YOUR OBJECTIVE
The exercise asks for every line of the data to be reproduced exactly.

DATASET ENTRIES
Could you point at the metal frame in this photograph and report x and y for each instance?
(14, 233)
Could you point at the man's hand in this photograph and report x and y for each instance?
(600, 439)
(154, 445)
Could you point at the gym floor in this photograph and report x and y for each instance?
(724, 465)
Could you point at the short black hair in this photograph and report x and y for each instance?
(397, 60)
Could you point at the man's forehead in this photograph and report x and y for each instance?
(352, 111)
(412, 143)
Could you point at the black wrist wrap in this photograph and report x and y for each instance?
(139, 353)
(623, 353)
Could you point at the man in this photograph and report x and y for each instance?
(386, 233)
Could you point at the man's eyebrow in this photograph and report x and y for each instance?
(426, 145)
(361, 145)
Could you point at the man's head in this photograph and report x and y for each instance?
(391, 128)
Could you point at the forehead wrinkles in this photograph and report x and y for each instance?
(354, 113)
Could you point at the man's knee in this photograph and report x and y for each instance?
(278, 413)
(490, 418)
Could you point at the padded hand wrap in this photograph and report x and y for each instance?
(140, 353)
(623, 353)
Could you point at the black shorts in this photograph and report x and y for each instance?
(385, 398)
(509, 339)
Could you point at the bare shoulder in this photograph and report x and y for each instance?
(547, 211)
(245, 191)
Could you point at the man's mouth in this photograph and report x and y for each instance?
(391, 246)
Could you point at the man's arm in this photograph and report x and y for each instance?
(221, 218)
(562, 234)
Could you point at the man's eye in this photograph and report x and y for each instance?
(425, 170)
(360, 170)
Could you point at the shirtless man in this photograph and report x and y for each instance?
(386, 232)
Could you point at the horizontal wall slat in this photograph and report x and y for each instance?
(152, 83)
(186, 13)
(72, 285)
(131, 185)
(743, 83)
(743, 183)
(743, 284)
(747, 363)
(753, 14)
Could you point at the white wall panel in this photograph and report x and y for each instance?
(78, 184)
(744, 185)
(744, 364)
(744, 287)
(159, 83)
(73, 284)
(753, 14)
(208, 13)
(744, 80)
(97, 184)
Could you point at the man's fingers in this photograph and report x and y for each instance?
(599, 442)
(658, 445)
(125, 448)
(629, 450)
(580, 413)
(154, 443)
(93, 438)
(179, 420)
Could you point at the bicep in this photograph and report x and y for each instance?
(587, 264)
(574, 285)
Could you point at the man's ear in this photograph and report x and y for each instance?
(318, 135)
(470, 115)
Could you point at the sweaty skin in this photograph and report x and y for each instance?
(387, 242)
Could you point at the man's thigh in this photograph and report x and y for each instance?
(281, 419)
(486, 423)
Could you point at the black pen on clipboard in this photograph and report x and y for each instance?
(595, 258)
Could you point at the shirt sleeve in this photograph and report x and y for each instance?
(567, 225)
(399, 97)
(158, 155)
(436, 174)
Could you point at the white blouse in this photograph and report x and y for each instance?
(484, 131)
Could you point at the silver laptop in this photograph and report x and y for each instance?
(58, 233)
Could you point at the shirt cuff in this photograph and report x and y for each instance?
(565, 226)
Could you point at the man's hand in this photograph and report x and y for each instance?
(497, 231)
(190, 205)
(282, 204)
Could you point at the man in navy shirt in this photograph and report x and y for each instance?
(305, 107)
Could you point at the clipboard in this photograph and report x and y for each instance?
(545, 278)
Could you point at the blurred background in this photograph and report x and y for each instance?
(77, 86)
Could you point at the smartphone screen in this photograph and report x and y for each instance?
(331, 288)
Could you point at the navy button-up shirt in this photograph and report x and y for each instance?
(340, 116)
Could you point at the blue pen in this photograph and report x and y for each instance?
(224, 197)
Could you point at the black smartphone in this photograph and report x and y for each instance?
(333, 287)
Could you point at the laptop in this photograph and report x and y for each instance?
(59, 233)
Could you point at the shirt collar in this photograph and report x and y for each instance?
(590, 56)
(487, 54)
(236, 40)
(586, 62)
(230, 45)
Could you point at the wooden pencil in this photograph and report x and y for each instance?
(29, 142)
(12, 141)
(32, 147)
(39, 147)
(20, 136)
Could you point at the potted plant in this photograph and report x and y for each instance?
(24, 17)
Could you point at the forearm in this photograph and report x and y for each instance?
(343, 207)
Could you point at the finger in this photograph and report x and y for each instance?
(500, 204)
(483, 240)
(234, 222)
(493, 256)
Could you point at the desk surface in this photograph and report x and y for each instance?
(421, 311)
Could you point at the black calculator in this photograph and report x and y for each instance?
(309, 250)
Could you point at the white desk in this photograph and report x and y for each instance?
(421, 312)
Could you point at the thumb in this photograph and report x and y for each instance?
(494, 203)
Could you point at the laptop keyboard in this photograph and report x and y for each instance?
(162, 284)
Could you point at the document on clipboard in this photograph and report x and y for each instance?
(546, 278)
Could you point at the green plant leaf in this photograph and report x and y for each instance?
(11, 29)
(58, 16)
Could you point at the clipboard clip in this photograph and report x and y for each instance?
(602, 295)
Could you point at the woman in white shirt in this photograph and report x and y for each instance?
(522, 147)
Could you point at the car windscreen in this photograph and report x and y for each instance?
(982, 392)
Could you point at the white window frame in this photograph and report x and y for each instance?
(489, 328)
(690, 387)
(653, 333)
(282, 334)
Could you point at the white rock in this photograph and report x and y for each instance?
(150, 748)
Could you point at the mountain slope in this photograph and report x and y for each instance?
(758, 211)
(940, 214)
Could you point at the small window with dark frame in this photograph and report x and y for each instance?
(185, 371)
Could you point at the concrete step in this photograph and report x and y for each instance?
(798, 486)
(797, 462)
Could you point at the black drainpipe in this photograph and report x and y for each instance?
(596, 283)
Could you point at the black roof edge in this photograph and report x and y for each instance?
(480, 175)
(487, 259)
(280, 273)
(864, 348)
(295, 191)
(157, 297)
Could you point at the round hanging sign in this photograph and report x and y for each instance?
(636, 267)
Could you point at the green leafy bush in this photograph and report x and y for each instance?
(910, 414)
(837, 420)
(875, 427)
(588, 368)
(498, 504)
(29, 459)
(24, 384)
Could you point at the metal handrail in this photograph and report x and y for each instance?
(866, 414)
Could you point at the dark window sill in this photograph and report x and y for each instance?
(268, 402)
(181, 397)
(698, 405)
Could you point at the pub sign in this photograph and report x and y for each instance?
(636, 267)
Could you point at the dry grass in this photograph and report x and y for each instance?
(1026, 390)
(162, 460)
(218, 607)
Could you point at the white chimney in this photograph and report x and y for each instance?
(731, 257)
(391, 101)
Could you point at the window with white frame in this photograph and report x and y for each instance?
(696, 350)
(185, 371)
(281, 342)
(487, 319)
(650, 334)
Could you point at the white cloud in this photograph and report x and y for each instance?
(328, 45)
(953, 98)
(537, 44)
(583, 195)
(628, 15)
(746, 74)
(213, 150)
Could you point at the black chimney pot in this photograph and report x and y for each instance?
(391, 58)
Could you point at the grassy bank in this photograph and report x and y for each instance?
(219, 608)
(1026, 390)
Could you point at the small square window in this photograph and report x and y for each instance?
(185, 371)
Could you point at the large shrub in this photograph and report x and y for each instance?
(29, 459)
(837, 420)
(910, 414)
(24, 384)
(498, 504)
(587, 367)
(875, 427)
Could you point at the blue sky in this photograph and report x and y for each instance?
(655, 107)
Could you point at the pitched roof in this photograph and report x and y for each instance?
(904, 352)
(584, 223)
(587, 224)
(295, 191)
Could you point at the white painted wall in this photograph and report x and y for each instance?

OUTPUT
Could you point at the metal frame in this photograph and report x and y for each instance?
(14, 233)
Could you point at the man's hand in this photograph and report x and y for each instance?
(600, 439)
(154, 445)
Could you point at the gym floor in this photograph and report x and y for each instance?
(724, 465)
Could you point at the short black hair in this photograph and report x and y for each instance?
(397, 60)
Could you point at the man's forehead in this photograph and report x and y for each instance?
(352, 111)
(412, 143)
Could you point at the black wrist wrap in this photograph and report x and y for each instance?
(139, 353)
(623, 353)
Could you point at the man in this photograph and report x and y for each instance?
(386, 233)
Could you point at the man's eyebrow in this photograph and report x and y for each instance?
(426, 145)
(361, 145)
Could you point at the man's head in this photograph and report x and y for each instance?
(391, 128)
Could you point at the forehead wrinkles in this photograph and report x and y for each instance?
(354, 113)
Could you point at the man's knee in this photograph and report x and y for each instance?
(278, 413)
(490, 418)
Could you point at the padded hand wrap in this photograph and report x and y for each instance?
(140, 353)
(623, 353)
Could you point at the black shorts in this photograph and report x and y for each instance?
(385, 398)
(509, 339)
Could you point at the bare shoulder in this photograph and report x and y for each instance?
(547, 211)
(245, 191)
Could you point at the man's mouth in this photograph and report x and y for each instance?
(391, 246)
Could you point at the man's arm in this photograph and report x and y for each instance?
(221, 218)
(562, 234)
Could you point at the man's eye in this photograph and report x and y for each instance?
(425, 170)
(360, 170)
Could you point at the shirtless man in this photograph and report x and y for each instance?
(386, 232)
Could you point at the horizontal wall slat in this photograph and report x and y for each instance?
(152, 83)
(186, 13)
(72, 285)
(131, 185)
(743, 83)
(743, 183)
(743, 284)
(747, 363)
(753, 14)
Could you point at the white wall panel in this photograph and report x and y for each instance?
(78, 184)
(744, 185)
(744, 364)
(744, 287)
(159, 83)
(73, 284)
(753, 14)
(208, 13)
(744, 80)
(97, 184)
Could you point at the man's fingers in this photograph and report x and y for each instance?
(599, 442)
(658, 445)
(125, 448)
(629, 450)
(580, 413)
(154, 443)
(93, 438)
(179, 420)
Could you point at the bicep in this photograph and report x and y for each instance?
(587, 264)
(574, 285)
Could you point at the man's ear in this photograph and report x and y for each instance?
(318, 135)
(470, 115)
Could you point at the sweaty skin in this photograph and report x and y for each instance?
(387, 242)
Could you point at the man's thigh in this photograph and report x and y for each instance?
(281, 419)
(486, 423)
Could you point at the black pen on clipboard in this photograph and report x and y for each instance?
(595, 258)
Could you point at the shirt sleeve in this photograph and report x and y for each instance?
(567, 225)
(399, 97)
(158, 155)
(436, 174)
Could you point at the white blouse in this photograph and report x and y for each instance?
(484, 131)
Could you point at the silver laptop in this photograph and report x and y for each instance?
(58, 233)
Could you point at the shirt cuff in this photograph and report x and y for each instance?
(565, 226)
Could you point at the man's hand in this photograph and report x and y for each instance?
(497, 231)
(190, 205)
(282, 204)
Could you point at the man in navy shirt in this photograph and report x and y for each instance?
(305, 107)
Could you point at the clipboard in this photograph and report x and y for each instance?
(545, 278)
Could you point at the blurred background in this photograph and report x and y for each instance?
(77, 86)
Could you point at the smartphone screen in this photograph and report x and y for each instance?
(331, 288)
Could you point at the navy button-up shirt in this photograph and report x and y for each instance?
(340, 116)
Could you point at the blue pen in this photograph and report x and y for each instance?
(224, 197)
Could you point at the black smartphone in this photograph and report x and y for each instance?
(333, 287)
Could you point at the laptop in this photograph and report x and y for each instance?
(59, 233)
Could you point at the shirt collar in this photograph and report x and y for each instance?
(590, 56)
(487, 54)
(236, 40)
(586, 62)
(230, 45)
Could you point at the wooden pencil in this photograph and report x and y for each instance?
(29, 142)
(12, 141)
(32, 147)
(39, 147)
(20, 136)
Could you point at the potted plant in this photograph and report x and y for each instance?
(24, 17)
Could you point at the forearm in this photograph and report x and y for each instance?
(343, 207)
Could you point at the finger in this photograph and report x and y for each instance?
(500, 204)
(483, 240)
(234, 222)
(493, 256)
Could you point at the desk surface in this photograph and report x and y for each instance?
(421, 311)
Could you point at the black calculator in this photograph and report x and y for each instance?
(309, 250)
Could you point at the white desk in this photograph and report x and y for each instance?
(421, 312)
Could you point at the thumb in this photograph and report x and y for each instance?
(494, 203)
Could you point at the laptop keyboard in this photograph and report x and y for each instance?
(162, 284)
Could you point at the document on clipboard in this photograph and report x and y for each instance?
(546, 278)
Could you point at the green plant leaf in this photograph and report x and y for each instance?
(11, 29)
(58, 16)
Could you point at the clipboard clip in this photograph and report x and y for each instance?
(602, 295)
Could you point at the woman in white shirt in this photograph and report x and y for each instance?
(522, 147)
Could you point at the car windscreen in this photograph and report x and y for each instance?
(982, 392)
Could you point at the white window frame in this photograph and report x and y for each instance?
(489, 328)
(690, 387)
(653, 333)
(282, 334)
Could you point at the white rock in this photograph and report x and y for each instance?
(150, 748)
Could you point at the mountain slope in this photograph and report x and y for each instance?
(758, 211)
(940, 214)
Could you point at the small window with dark frame in this photograph and report x and y for each instance?
(185, 371)
Could you point at the concrete step in this photograph and report x and y for each instance?
(798, 486)
(797, 462)
Could you point at the black drainpipe in this photograph and report x and y for each instance?
(596, 283)
Could you point at the black roof edge in this photograph and report x and y for each instance?
(480, 175)
(487, 259)
(280, 273)
(864, 348)
(295, 191)
(157, 297)
Could you point at the round hanging sign in this photograph and report x and y for each instance?
(636, 267)
Could you point at the green leafy bush in this photograph and report x and y for each instance?
(910, 414)
(837, 420)
(875, 427)
(588, 368)
(498, 504)
(29, 459)
(24, 384)
Could you point at the metal handrail in this photograph and report x and y for each instance?
(866, 414)
Could you point at the dark window sill in this photograph and report x and y for each instance?
(268, 402)
(181, 397)
(698, 405)
Could you point at the pub sign in this photograph and report x and y for each instance?
(636, 267)
Could you point at the dry grass in this photograph and report x and y for each instance?
(1026, 390)
(162, 460)
(218, 607)
Could you point at the white chimney in this photograph and report x and y for each instance?
(731, 257)
(391, 101)
Could you point at the window with white frame in this photograph and report x and y for each instance?
(696, 350)
(185, 371)
(281, 342)
(487, 319)
(650, 334)
Could you point at the white cloud in this photograph and report x and y for each instance?
(328, 45)
(953, 98)
(537, 44)
(583, 195)
(628, 15)
(746, 74)
(213, 150)
Could you point at the black chimney pot in this photograph and report x and y for each instance?
(391, 58)
Could you point at the grassy bank in this photograph and report x and y for each instance?
(219, 608)
(1026, 390)
Could you point at the small square window in this photograph and report x and y for each instance?
(185, 371)
Could you point at the large shrub in this photograph and report x and y for each instance?
(29, 459)
(837, 420)
(910, 414)
(24, 384)
(498, 504)
(587, 367)
(875, 427)
Could you point at the blue sky in this photograph and report x and y for each instance?
(655, 107)
Could you point at the pitched roof in this photograph and report x and y for each instance?
(904, 352)
(584, 223)
(587, 224)
(295, 191)
Could you point at the white painted wall in this photograph and report x and y for each instance?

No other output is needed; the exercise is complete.